[Data shown — start]

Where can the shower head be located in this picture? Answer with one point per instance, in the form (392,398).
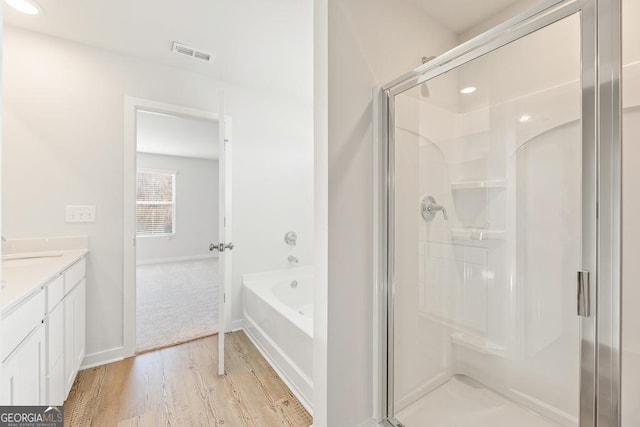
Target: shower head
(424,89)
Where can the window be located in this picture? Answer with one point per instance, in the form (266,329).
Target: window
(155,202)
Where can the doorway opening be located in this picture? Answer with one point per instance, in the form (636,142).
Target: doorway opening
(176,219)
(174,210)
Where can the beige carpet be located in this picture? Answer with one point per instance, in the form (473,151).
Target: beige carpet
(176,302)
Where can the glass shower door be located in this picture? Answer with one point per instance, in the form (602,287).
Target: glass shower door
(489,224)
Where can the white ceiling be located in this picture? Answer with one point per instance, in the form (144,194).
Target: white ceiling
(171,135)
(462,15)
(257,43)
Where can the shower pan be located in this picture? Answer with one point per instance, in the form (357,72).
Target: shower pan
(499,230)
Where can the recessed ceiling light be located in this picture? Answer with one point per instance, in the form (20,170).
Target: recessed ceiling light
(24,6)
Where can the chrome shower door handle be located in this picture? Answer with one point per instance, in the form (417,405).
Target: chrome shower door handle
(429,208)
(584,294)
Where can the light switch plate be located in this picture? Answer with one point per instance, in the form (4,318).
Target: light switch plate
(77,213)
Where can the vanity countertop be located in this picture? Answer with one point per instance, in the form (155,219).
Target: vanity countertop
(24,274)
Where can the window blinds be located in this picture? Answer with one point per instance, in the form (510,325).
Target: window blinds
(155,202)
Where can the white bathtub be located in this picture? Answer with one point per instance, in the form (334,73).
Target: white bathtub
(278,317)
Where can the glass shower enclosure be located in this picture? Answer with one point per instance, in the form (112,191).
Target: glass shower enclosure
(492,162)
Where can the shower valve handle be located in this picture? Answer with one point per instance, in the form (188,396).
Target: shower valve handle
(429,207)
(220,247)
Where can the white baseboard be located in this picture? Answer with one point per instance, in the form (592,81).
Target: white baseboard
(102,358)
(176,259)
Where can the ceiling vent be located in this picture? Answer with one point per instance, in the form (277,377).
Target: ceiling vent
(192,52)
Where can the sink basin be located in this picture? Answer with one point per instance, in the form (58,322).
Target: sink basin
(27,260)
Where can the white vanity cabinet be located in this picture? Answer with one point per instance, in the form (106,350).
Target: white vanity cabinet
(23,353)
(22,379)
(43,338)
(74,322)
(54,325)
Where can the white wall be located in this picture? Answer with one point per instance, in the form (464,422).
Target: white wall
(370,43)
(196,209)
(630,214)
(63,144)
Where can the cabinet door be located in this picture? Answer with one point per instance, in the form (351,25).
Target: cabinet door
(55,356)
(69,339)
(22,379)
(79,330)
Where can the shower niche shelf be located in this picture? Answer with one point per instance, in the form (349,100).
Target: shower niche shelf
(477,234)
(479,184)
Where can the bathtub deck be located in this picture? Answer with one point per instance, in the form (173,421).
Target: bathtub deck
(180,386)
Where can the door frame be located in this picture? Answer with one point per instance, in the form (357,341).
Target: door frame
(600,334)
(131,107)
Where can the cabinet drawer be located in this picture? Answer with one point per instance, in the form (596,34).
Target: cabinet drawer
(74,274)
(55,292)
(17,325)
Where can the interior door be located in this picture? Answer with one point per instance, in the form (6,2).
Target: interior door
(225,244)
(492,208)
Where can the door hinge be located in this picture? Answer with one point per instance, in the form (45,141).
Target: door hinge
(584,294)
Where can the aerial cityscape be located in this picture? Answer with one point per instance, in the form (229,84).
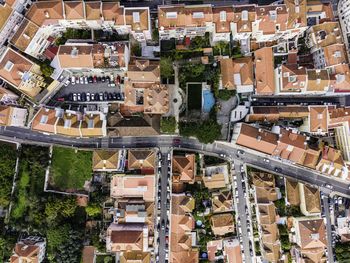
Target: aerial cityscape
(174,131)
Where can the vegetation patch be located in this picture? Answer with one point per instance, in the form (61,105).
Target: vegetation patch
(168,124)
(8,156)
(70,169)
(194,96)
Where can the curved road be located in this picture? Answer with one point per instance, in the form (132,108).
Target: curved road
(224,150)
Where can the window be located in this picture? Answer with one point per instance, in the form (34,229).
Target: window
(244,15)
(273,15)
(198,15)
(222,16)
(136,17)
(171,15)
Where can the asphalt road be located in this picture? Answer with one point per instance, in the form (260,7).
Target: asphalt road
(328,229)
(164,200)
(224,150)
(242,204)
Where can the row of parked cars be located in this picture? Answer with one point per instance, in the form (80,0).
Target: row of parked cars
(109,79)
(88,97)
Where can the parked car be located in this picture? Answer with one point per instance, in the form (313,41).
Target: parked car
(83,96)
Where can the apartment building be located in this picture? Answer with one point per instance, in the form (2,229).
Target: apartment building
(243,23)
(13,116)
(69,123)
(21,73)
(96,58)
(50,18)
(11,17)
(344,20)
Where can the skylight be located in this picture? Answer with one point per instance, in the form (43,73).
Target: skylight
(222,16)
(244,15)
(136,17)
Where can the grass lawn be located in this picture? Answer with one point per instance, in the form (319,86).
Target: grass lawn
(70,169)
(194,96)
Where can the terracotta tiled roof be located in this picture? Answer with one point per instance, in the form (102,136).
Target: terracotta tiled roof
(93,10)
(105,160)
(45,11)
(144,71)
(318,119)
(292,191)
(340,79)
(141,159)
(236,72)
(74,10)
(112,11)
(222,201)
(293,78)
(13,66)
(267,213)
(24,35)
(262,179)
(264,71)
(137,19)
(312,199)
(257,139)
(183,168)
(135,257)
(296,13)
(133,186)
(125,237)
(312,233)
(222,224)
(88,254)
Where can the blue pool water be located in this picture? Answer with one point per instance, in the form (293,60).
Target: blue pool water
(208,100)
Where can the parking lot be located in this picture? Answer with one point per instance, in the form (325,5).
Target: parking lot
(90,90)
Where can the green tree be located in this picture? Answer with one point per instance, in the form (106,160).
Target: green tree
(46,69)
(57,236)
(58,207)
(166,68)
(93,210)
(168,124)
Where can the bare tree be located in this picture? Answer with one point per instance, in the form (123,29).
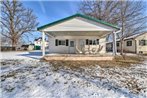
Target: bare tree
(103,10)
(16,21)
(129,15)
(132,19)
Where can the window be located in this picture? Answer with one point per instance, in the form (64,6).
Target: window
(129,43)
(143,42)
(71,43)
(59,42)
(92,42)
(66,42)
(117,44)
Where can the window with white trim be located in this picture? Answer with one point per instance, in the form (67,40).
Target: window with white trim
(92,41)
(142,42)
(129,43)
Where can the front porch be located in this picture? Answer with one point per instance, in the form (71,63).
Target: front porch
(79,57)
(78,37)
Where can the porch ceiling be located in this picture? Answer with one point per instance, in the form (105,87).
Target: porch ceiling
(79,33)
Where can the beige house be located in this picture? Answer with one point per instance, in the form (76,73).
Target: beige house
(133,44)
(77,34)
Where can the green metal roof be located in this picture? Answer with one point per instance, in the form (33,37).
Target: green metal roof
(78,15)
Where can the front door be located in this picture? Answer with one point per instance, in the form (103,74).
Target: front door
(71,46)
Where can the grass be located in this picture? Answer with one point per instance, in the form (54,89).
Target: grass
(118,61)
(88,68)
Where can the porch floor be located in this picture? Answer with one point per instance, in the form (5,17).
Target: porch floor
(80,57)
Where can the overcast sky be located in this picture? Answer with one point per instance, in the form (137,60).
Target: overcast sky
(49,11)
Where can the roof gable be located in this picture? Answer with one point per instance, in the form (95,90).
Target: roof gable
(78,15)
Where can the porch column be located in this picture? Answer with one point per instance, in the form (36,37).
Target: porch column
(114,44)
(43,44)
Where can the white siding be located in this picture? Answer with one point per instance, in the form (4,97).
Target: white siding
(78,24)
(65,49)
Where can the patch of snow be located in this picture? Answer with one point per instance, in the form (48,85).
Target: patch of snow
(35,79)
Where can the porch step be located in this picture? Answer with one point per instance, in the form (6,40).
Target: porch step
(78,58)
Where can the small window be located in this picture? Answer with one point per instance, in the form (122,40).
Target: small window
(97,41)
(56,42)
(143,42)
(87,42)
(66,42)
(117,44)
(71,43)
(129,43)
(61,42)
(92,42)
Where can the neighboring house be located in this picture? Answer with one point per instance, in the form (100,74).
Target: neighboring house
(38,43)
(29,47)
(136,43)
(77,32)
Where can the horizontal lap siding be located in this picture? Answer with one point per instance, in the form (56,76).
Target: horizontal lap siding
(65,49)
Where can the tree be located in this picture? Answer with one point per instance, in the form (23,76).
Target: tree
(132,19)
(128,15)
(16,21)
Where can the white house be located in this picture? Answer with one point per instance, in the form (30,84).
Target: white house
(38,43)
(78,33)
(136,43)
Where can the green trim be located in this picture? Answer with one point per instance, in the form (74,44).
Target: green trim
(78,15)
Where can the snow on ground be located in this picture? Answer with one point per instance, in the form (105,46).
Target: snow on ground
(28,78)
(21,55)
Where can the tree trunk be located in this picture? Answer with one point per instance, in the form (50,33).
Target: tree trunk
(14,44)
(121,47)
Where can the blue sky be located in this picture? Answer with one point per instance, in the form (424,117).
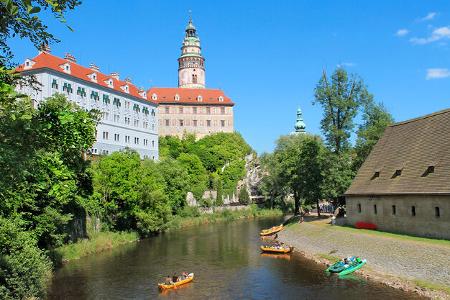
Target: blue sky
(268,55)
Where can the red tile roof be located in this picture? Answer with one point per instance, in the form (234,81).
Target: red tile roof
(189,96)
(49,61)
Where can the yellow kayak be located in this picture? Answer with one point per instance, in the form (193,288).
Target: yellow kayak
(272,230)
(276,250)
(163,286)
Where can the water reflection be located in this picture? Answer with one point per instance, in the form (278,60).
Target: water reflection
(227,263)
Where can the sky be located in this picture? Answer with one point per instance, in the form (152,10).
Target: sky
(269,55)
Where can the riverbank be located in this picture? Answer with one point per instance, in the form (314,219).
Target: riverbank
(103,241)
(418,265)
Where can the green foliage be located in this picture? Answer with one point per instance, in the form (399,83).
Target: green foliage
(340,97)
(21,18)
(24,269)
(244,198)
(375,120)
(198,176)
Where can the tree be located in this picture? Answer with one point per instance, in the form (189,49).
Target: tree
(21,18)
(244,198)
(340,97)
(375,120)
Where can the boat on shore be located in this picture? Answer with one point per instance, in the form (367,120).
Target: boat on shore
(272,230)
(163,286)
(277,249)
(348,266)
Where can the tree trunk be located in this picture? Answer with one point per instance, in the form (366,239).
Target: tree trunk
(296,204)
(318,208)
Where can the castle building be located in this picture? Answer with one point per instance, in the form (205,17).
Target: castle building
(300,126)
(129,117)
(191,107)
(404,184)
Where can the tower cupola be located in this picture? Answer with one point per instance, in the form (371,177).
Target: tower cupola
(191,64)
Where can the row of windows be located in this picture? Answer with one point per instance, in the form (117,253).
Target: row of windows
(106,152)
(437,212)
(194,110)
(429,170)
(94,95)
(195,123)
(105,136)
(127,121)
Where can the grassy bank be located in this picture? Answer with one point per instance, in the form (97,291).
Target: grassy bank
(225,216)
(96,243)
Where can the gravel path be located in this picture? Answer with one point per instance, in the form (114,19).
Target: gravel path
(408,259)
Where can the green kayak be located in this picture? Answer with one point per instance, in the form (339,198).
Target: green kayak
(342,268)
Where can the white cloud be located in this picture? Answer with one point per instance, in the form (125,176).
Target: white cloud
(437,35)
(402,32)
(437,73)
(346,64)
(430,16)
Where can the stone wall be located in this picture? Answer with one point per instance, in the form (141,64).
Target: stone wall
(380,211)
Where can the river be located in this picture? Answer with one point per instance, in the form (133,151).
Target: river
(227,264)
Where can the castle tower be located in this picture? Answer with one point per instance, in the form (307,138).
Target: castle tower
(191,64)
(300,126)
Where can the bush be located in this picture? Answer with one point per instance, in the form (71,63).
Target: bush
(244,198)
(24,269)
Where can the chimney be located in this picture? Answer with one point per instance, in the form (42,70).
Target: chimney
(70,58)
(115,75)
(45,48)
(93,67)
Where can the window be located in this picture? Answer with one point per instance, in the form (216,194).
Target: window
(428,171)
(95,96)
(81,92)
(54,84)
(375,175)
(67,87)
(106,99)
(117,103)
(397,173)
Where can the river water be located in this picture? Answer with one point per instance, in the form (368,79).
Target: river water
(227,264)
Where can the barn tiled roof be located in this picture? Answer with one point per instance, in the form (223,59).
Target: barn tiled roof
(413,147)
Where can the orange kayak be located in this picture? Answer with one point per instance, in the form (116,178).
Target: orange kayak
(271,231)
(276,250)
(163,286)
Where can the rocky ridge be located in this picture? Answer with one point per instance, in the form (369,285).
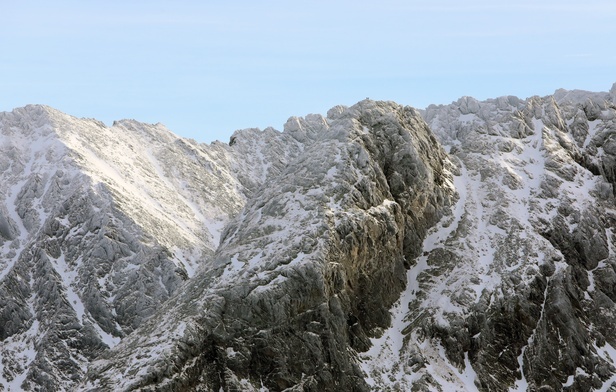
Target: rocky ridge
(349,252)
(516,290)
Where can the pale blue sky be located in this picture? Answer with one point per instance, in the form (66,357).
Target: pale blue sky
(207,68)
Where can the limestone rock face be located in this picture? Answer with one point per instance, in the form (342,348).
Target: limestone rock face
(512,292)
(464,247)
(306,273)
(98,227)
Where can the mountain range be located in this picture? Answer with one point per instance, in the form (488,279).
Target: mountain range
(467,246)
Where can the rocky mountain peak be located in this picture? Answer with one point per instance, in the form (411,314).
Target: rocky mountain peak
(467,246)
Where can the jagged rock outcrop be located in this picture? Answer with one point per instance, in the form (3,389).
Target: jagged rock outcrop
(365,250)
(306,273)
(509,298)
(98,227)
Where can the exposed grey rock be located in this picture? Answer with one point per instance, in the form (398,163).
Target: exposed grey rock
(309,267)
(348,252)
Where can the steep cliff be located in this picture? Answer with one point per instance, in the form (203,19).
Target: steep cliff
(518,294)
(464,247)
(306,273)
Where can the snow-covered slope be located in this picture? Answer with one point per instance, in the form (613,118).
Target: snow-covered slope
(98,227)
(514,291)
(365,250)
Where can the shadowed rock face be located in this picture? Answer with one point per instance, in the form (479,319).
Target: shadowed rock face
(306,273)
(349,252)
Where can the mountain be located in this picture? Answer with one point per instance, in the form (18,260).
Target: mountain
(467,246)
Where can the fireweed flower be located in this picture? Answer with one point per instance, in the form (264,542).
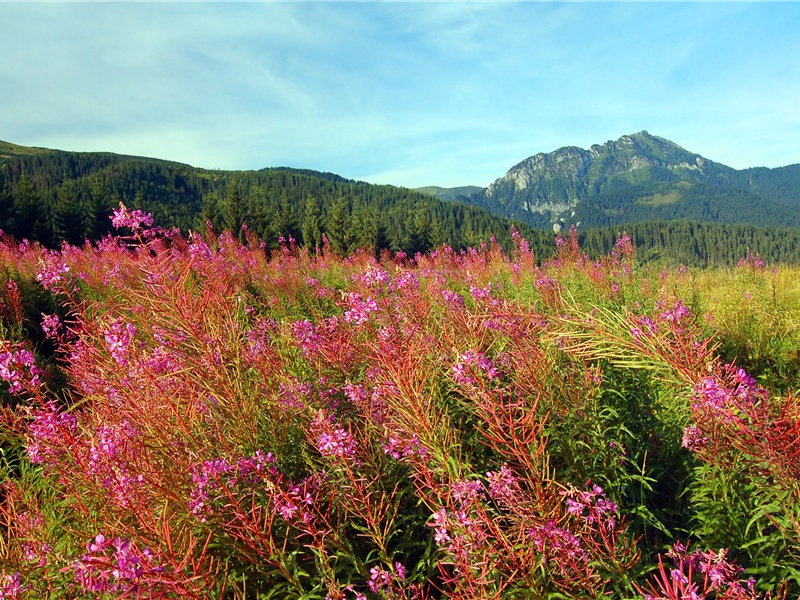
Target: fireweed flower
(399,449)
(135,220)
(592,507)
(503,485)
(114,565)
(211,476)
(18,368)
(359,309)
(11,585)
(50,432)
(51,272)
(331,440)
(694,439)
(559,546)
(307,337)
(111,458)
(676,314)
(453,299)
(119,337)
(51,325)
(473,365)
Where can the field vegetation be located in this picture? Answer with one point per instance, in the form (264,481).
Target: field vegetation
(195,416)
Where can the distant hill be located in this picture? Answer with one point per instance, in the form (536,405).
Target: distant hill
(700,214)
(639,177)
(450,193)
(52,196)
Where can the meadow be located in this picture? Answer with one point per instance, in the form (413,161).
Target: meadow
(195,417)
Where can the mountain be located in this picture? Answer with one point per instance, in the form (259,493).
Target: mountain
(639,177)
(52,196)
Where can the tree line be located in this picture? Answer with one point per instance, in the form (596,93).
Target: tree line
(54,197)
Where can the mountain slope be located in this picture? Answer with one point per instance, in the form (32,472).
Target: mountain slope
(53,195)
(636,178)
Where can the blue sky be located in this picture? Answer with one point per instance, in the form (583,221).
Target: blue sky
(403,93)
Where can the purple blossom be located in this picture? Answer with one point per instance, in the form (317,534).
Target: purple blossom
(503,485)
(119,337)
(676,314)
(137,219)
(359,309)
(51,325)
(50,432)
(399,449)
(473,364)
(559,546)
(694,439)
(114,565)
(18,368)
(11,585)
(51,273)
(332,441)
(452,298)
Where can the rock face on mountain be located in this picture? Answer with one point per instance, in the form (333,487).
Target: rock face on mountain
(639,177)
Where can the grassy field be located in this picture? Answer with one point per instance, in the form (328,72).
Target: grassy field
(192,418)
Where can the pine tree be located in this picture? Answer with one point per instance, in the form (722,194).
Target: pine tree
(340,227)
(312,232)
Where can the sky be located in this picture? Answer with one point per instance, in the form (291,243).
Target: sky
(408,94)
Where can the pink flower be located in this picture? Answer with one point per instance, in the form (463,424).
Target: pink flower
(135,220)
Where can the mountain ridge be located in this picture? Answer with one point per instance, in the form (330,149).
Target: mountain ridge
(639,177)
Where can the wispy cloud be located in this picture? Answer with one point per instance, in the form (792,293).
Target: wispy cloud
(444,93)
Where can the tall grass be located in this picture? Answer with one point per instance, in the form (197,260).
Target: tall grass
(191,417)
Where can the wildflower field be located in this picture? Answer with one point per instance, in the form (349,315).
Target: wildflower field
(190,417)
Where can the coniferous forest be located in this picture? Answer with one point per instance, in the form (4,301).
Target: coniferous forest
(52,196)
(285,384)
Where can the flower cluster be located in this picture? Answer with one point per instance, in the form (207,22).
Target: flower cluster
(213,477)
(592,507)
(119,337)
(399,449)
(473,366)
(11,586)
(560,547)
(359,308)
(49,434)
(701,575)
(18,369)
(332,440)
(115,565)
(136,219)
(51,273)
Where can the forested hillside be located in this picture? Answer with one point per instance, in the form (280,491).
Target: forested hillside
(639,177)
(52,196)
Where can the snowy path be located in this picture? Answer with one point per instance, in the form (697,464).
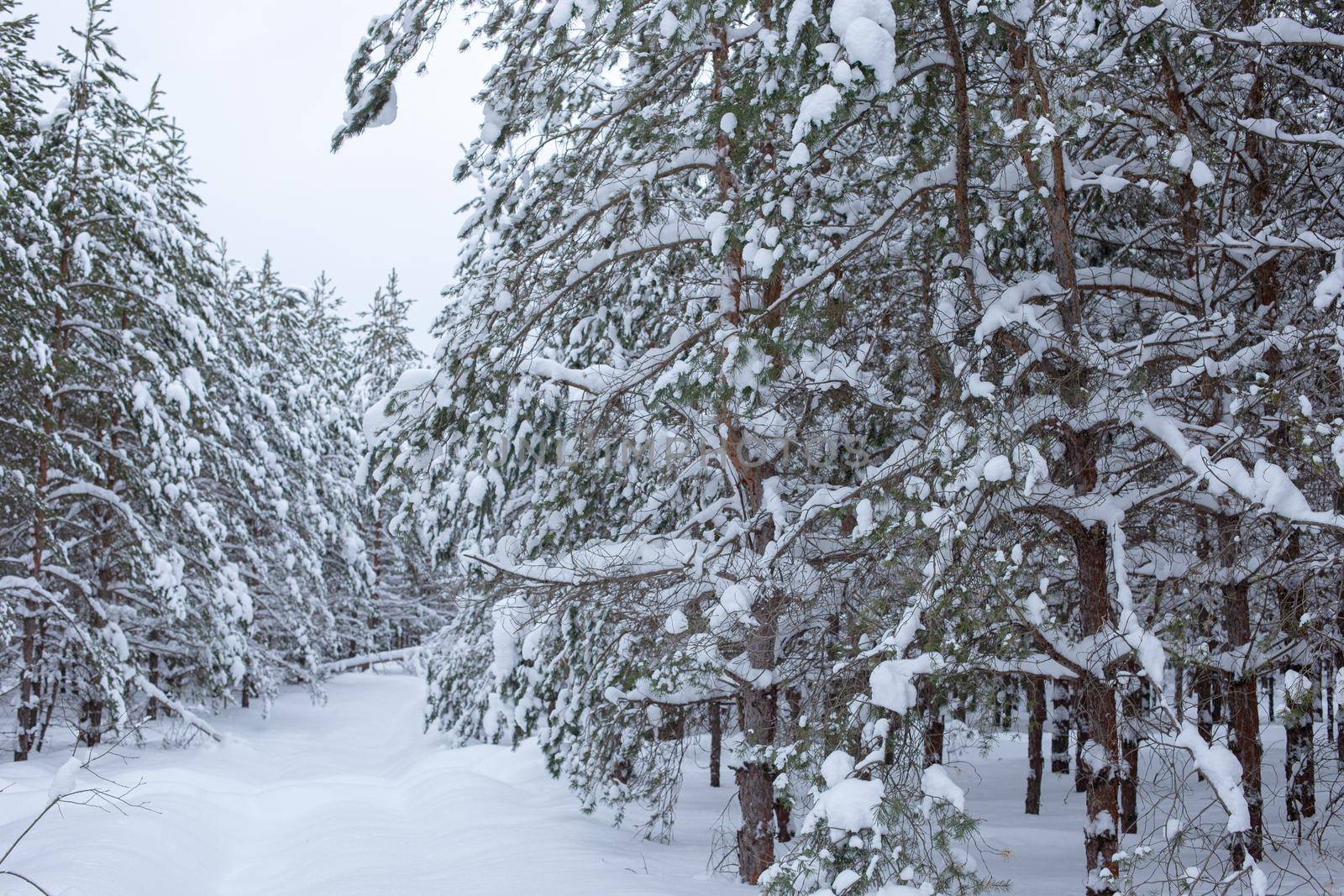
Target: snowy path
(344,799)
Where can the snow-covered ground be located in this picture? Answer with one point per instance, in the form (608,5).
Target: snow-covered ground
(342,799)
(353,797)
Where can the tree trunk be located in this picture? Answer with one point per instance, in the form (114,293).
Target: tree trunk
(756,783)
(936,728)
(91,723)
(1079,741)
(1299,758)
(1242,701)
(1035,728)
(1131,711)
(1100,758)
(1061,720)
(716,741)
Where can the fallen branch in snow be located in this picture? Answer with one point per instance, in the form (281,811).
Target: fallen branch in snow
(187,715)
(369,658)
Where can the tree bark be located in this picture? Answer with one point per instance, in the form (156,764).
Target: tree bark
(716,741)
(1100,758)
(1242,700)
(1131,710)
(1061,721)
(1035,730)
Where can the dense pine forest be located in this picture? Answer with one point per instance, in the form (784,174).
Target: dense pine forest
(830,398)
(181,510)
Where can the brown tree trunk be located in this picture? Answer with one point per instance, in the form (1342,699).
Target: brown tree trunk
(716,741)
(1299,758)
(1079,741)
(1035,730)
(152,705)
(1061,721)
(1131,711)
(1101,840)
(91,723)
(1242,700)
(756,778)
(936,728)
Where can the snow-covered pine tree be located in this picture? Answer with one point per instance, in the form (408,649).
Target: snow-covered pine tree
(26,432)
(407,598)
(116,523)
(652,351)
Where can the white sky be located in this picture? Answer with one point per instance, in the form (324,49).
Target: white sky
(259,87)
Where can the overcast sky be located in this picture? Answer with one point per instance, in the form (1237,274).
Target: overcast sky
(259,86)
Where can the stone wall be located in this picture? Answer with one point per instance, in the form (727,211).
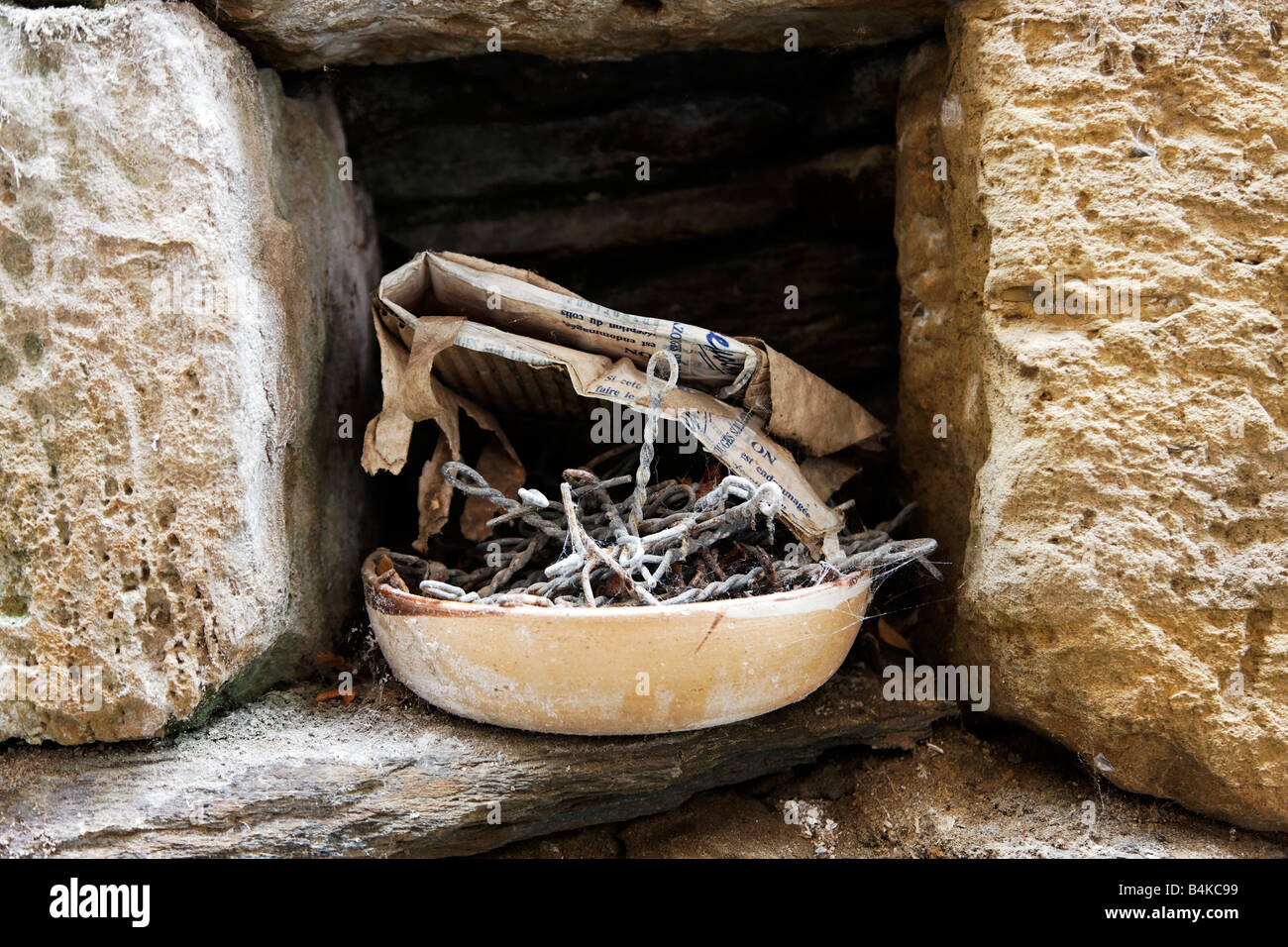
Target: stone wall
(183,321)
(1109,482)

[Data shown — finish]

• _Instructions to follow_:
The final stretch of the data, from the line with "Target: snow-covered pine tree" through its last line, is to be retyped exactly; pictures are not part of the copy.

• _Your solution_:
Target: snow-covered pine tree
(26,432)
(407,598)
(116,523)
(652,351)
Where can the white sky be located in this picture? Answer with one point per instance, in the form (324,49).
Target: white sky
(259,87)
Where can the overcast sky be located in this picture? Answer with one point per instance, in the form (1237,274).
Target: overcast sky
(259,86)
Where can the stone wall be located in this picture? Answer with one point per instance, in the form (727,211).
Target: stone wall
(183,321)
(1109,482)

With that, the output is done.